* **EXCERPTED TEXT**
□ □ □ □
I understand the strain in the nhs, my father worked for them for years, but even he would say, it doesn’t justify some of these draconian actions.

Porcupineinwaiting · 12/04/2020 00:53

I chat to my mum every day on the phone. She wasnt so sure of this whole isolation malarkey at first but has changed her mind sharpish now she's seen (heard) how sick I've been.

My dad - it's tough. He's deaf and has dementia plus a dicky heart and dodgy kidneys, so prime corona fodder. We can neither see him nor phone him and I do worry that by the time we can he won't know us any more. Sad But if he catches it he wouldnt last a week.

TARSCOUT · 12/04/2020 02:07

DM is 79 and has been SI since very start. She is fine but I don't think she'll ever leave her flat again. Phone daily and drop off shopping once a week.

HathorX · 12/04/2020 03:05

My mum is 83, in general good health but can no longer drive and had a bad time with a back injury last year she is still getting over. I’m lucky she can still cook and clean.

We’ve been planning my mum’s old age for about years, having seen my gran become housebound and suffer. So my mum lives 2 minutes walk from my front door, and now she is SI, I still walk there every day with one or both of my kids and wave at her and chat through the window.

My mum already shopped online, and can use it email and Skype, so she feels connected unlike most old people, I have expect. I’ve encouraged her to phone neighbours, friends, family to get more diverse social contact. I WhatsApp her photos and videos of my kids and the veg patch I’m making. I’ve bought us both a load of veg seeds and we are seeing who can grow the best crops by summer.
□ □ □ □
* **PROVIDED DATA**
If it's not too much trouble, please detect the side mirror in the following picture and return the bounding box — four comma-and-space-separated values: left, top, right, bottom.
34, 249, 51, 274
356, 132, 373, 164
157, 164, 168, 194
□ □ □ □
* **LIST OF TASKS**
(a) Reproduce the forum posts about elderly parents from "I chat to my" up to and including "last a week.".
(b) Answer these questions using the forum posts about elderly parents:
(i) How often does Porcupineinwaiting talk to their mum on the phone?
(ii) How old is TARSCOUT's mother?
(iii) How far from HathorX's front door does HathorX's mum live?

* **PER-TASK OUTPUTS**
(a)
I chat to my mum every day on the phone. She wasnt so sure of this whole isolation malarkey at first but has changed her mind sharpish now she's seen (heard) how sick I've been.

My dad - it's tough. He's deaf and has dementia plus a dicky heart and dodgy kidneys, so prime corona fodder. We can neither see him nor phone him and I do worry that by the time we can he won't know us any more. Sad But if he catches it he wouldnt last a week.

(b)
(i) Every day.
(ii) 79.
(iii) 2 minutes' walk.